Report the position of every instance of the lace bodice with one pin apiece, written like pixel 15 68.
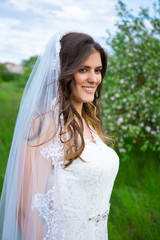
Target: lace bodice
pixel 84 189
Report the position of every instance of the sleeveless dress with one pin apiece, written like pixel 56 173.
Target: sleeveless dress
pixel 84 189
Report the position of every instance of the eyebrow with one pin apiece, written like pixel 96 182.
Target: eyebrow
pixel 90 67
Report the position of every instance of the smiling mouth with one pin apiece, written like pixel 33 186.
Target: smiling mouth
pixel 89 89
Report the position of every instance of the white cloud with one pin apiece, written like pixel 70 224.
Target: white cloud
pixel 27 25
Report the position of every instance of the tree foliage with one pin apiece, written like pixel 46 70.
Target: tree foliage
pixel 131 90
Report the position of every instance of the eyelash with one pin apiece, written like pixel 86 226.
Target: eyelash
pixel 82 70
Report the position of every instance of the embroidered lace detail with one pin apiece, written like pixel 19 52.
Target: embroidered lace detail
pixel 55 152
pixel 46 204
pixel 99 217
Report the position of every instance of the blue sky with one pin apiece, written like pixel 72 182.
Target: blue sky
pixel 25 26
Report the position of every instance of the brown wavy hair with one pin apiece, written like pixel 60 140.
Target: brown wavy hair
pixel 75 49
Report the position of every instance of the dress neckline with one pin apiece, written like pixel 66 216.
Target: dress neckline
pixel 93 136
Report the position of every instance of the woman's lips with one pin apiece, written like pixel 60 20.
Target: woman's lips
pixel 90 90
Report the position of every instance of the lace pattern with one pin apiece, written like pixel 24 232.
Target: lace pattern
pixel 46 204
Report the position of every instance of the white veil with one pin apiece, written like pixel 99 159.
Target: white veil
pixel 30 202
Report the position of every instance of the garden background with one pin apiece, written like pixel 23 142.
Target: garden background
pixel 131 116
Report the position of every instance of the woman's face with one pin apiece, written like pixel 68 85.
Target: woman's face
pixel 87 79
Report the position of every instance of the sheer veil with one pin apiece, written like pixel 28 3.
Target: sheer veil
pixel 30 206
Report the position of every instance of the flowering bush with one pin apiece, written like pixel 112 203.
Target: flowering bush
pixel 131 89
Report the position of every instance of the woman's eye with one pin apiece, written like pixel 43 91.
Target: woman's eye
pixel 98 70
pixel 82 70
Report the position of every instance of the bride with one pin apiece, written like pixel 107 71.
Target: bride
pixel 60 172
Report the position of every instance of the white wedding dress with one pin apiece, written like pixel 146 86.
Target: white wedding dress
pixel 85 189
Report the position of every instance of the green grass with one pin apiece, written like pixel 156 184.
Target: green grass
pixel 135 206
pixel 9 98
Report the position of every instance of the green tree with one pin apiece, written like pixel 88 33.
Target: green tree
pixel 131 90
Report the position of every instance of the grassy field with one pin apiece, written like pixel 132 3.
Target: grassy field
pixel 135 202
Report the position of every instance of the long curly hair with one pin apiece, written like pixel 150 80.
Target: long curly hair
pixel 75 49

____________________

▶ _EXERCISE PROMPT_:
All that should be returned is the run of lines from the start of the entries above to the line bearing "Report the position of every instance of the smiling", each exact, with pictures omitted.

▶ _ANSWER BELOW_:
Report the position of every instance of the lace bodice with one pin apiece, written like pixel 15 68.
Target: lace bodice
pixel 84 189
Report the position of every instance of the sleeveless dress with one pin apiece, written like pixel 56 173.
Target: sleeveless dress
pixel 84 189
Report the position of every instance of the eyebrow with one pin apiece, written like pixel 96 182.
Target: eyebrow
pixel 90 67
Report the position of every instance of the smiling mouth with one pin apiece, written like pixel 33 186.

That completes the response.